What this task involves:
Omit any picture, and return the remaining data exactly as written.

Entries supplied:
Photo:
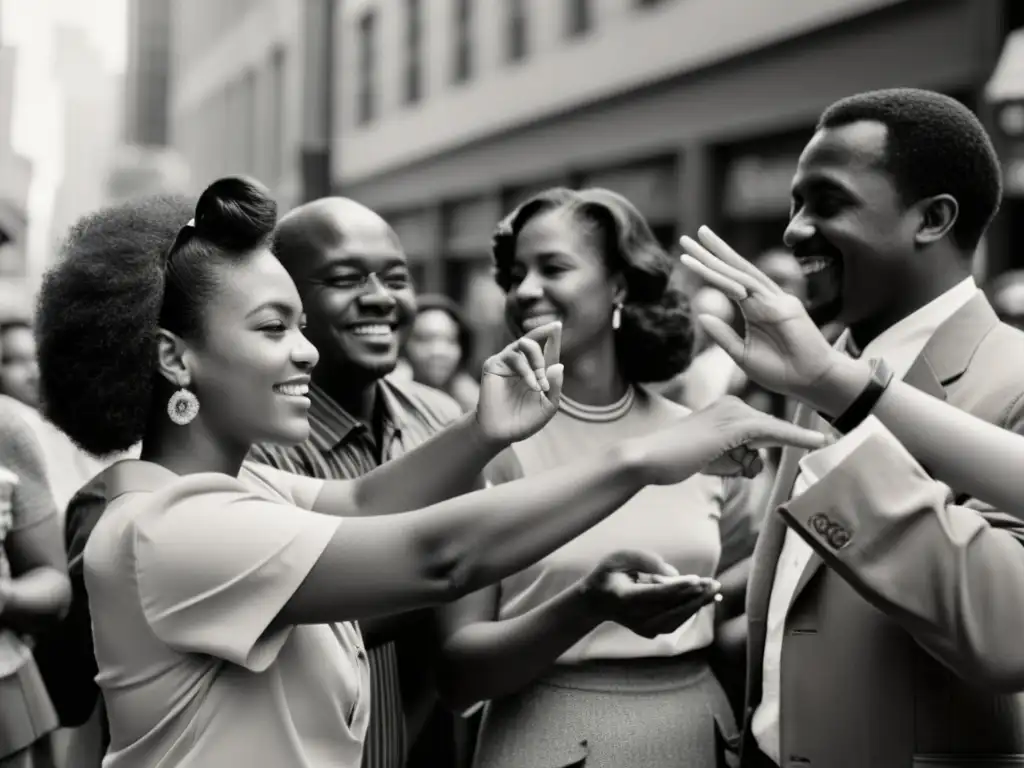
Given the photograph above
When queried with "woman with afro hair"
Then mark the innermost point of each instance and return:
(589, 260)
(224, 594)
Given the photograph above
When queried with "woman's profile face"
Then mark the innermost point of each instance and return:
(559, 274)
(251, 370)
(433, 349)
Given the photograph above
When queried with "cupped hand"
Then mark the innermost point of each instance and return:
(644, 594)
(520, 386)
(722, 439)
(782, 349)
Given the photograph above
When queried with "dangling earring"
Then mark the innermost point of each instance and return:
(616, 316)
(182, 407)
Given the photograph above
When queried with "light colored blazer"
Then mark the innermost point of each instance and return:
(909, 619)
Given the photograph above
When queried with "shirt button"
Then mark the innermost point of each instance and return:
(839, 537)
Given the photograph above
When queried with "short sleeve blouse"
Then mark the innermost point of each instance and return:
(185, 576)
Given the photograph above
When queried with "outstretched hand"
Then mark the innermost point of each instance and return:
(643, 593)
(521, 385)
(782, 349)
(722, 439)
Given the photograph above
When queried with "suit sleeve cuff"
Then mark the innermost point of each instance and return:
(877, 486)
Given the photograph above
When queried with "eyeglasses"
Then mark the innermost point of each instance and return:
(392, 281)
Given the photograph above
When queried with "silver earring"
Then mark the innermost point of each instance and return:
(182, 407)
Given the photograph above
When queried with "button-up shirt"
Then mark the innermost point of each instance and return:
(341, 446)
(899, 347)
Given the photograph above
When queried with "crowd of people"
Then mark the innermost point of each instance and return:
(705, 509)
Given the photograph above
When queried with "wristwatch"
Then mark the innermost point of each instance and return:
(861, 408)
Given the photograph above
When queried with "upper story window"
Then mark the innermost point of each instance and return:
(518, 30)
(413, 85)
(463, 23)
(367, 107)
(579, 17)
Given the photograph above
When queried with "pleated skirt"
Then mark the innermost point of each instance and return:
(27, 720)
(652, 713)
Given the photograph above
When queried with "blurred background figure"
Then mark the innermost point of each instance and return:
(1007, 293)
(67, 467)
(712, 374)
(436, 352)
(18, 372)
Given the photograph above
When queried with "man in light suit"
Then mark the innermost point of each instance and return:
(886, 615)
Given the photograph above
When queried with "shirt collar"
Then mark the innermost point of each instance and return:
(900, 344)
(330, 424)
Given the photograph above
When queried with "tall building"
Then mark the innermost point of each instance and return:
(90, 100)
(147, 72)
(15, 177)
(451, 112)
(250, 84)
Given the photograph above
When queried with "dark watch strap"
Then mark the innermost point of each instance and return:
(861, 408)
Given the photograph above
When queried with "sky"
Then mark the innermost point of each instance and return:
(36, 132)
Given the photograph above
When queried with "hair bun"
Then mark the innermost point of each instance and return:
(236, 213)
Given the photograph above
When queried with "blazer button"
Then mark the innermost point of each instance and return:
(838, 537)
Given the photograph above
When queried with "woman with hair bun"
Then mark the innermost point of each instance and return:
(589, 689)
(224, 594)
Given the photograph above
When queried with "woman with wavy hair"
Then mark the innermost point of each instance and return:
(564, 685)
(224, 595)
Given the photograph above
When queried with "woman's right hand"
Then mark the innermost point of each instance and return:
(721, 439)
(644, 594)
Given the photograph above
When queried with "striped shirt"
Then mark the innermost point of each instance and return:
(341, 446)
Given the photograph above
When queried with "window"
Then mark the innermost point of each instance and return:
(275, 117)
(517, 30)
(579, 17)
(413, 87)
(248, 119)
(366, 109)
(463, 69)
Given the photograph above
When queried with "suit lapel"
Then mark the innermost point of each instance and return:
(769, 544)
(944, 358)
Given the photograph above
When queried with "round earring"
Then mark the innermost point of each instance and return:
(182, 407)
(616, 316)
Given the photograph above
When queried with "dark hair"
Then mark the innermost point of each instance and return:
(233, 216)
(125, 272)
(655, 339)
(429, 302)
(935, 145)
(14, 325)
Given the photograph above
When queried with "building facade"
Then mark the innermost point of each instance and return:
(450, 112)
(15, 177)
(90, 96)
(146, 73)
(249, 85)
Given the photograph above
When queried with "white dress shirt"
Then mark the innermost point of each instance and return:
(899, 346)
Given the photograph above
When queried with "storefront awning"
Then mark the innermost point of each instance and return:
(1007, 82)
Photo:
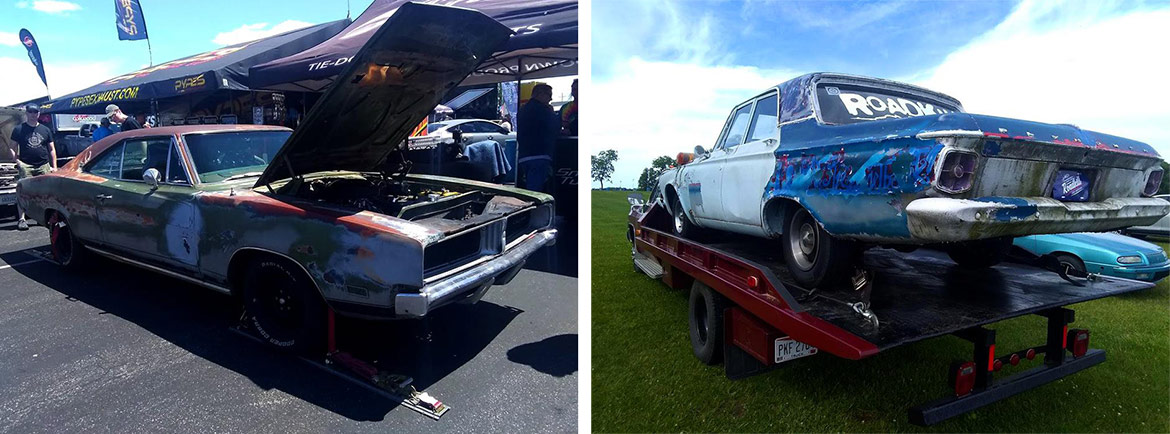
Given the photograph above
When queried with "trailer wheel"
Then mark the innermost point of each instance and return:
(979, 253)
(284, 307)
(682, 225)
(66, 248)
(1071, 261)
(707, 323)
(812, 255)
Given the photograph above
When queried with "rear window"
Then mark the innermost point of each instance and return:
(850, 104)
(220, 156)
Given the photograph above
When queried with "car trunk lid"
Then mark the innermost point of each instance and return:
(419, 54)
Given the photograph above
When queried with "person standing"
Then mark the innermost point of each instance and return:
(128, 122)
(103, 131)
(537, 128)
(33, 152)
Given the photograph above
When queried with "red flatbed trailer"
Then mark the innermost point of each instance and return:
(897, 298)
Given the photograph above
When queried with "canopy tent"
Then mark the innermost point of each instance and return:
(221, 69)
(544, 46)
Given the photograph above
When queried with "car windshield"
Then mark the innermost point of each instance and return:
(220, 156)
(850, 104)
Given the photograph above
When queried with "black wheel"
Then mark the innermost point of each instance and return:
(66, 248)
(979, 253)
(682, 225)
(812, 255)
(284, 307)
(1069, 261)
(707, 323)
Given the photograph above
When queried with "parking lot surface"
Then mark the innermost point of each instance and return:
(118, 349)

Worked solution:
Photo:
Given the photograph above
When queried with "woman with afro hair"
Then mark the innermost point of each instance and return:
(589, 260)
(224, 594)
Given the photograph above
When queried with "woman's profile face"
Then mark the innermost point of each instance and return:
(559, 274)
(251, 370)
(433, 349)
Given the photograph above
When queried with "cupped hand"
Then mark the innermost point of each instance and return:
(644, 594)
(520, 386)
(722, 439)
(782, 349)
Given the photograph above
When queried with "dangling earring"
Then mark the innermost point of each instance and return:
(616, 316)
(182, 407)
Given the photograph above
When queried with "light colored blazer"
Then mark the innermost point of each instance and return:
(909, 619)
Given the photograph above
When queried with "shirt button"
Then mark the innermost point of each instance and return:
(839, 537)
Given the photograph above
When queried with "short sleeve blouse"
Then mark the innermost point of each instance and return:
(185, 576)
Given the photograph above
When queried with "outstretched hand"
Then mark the innermost point of each instance and return:
(643, 593)
(521, 385)
(782, 349)
(722, 439)
Given the photograph above
When queried with "suit sleeve cuff"
Then mark the innermost point of each instance and return:
(877, 486)
Given the photograph above
When queried with "eyeglasses"
Then mark the innermost point of each instance and return:
(392, 281)
Given the photograph above
When queried with "silver earring"
Then mark the innermost point of each instance and return:
(182, 407)
Given the photograph above
When queried with "button-up shirt"
Then mark the innermost point of each instance and return:
(341, 446)
(899, 347)
Given the photograph above
When queried with "crowd of people"
Then mark the innermost point of each instance and return:
(705, 509)
Given the photograph above
When queried with "wristwatch"
Then mark the innermost point of each instance and return:
(861, 408)
Given the photograph above
When queried with "upper story window"
Then mark the innermost point of each instance and return:
(518, 30)
(413, 85)
(463, 23)
(367, 107)
(579, 17)
Given the photograph above
When queried with "pleated skirt"
Then mark the innermost point of each instance and return:
(27, 720)
(652, 713)
Given the photograph above
When queried with "blurred background figure"
Then mark the innermost point of each instance and return:
(1007, 293)
(67, 467)
(712, 374)
(436, 352)
(18, 372)
Given the photograph above
When queried with "man in light suit"
Then mark the innermost point of each instance and return:
(886, 615)
Given the photograph above
When queried with "shirt collar"
Then mark the innermost point of each instance and return:
(900, 344)
(330, 424)
Given the photograph above
When queried with "tall building"
Then mark the innermost point of each instance and return:
(90, 100)
(147, 72)
(15, 177)
(451, 112)
(250, 84)
Given the photograph above
When queried with "dark watch strap"
Then mark the innermost point of each instance and return:
(861, 408)
Given the photograph above
When queried with "sky"
Then mark the innermost point of each instance and return:
(36, 132)
Given the photograph above
When queried with "hair bun"
Then mark the innermost point of each instance and return:
(236, 213)
Given the photograph above
When queried with "blazer button"
Then mark the innermost point of each instance and return:
(838, 537)
Given the photograph above
When queried with "woman with hair bun"
Then mark the innermost point of each instance and return:
(589, 689)
(224, 594)
Given the photograph above
When queried with "woman with wavy hair"
Then mark the innermost point of each instance and return:
(564, 685)
(224, 595)
Given the photograph above
When queried with "woman's right hand"
Then mark the innermost point of each instance and return:
(721, 439)
(644, 594)
Given the photograph above
When queried with "striped shirt"
Then mark the innermost point of each instance and return:
(341, 446)
Given the photograph above
When queried with "window"
Then mark the innermost point of each instance and return:
(275, 117)
(517, 30)
(579, 17)
(413, 87)
(248, 119)
(366, 109)
(463, 69)
Given the photograph above
When queried with "suit lapel"
Then mark the innermost point of each instance and return:
(769, 544)
(944, 358)
Given the photograph above
When queried with "round earring"
Then mark the innermost point of each instance and return:
(182, 407)
(616, 316)
Given the photograph above
When queried with "dark hair"
Then mark the innermost point of each instance and return:
(233, 216)
(125, 272)
(655, 339)
(429, 302)
(935, 145)
(14, 325)
Given the photograph above
When queried with "building facade"
Then mark the innermost point of each instance and return:
(450, 112)
(15, 177)
(90, 96)
(146, 73)
(249, 85)
Given the photograph above
When queried with "white dress shirt"
Then mark the innermost point of each instance and return:
(899, 346)
Given the photograph above
When queried with "storefront awning"
Then mark the innermost point of each instance and return:
(1007, 82)
Photo:
Given the photograph above
When queried with "trailer wheel"
Then mark the innermost point of each instance and return:
(979, 253)
(284, 307)
(682, 225)
(66, 248)
(1071, 261)
(707, 323)
(812, 255)
Given the photograph above
When queried with "rear window"
Then mark the innermost point of each instance and return:
(850, 104)
(220, 156)
Given the photograph above
When queried with "car trunk lid"
Then mark the innermost point of each instance and return:
(419, 54)
Given the photograph above
When queried with "person standing"
Then mark the innermost point of each instance and return:
(128, 122)
(103, 131)
(537, 128)
(33, 152)
Given the photograph above
When queried with "red flatbed trailer"
Then mark the innermost point of each instance and return:
(897, 298)
Given the photograph above
When queried with "canopy tent"
Then mark the innermost point of each instance and return:
(221, 69)
(544, 46)
Given the photograph above
When queried with "car windshield"
Then mark the innermost point of each instance and return:
(220, 156)
(850, 104)
Given the photograph above
When queried with "black wheel"
Then mark the innermost point of each instance and return:
(66, 248)
(979, 253)
(682, 225)
(812, 255)
(284, 307)
(1069, 261)
(707, 323)
Given the photograph above
When queried with "parking lot surface"
Then mark the innermost point of each instance and return:
(118, 349)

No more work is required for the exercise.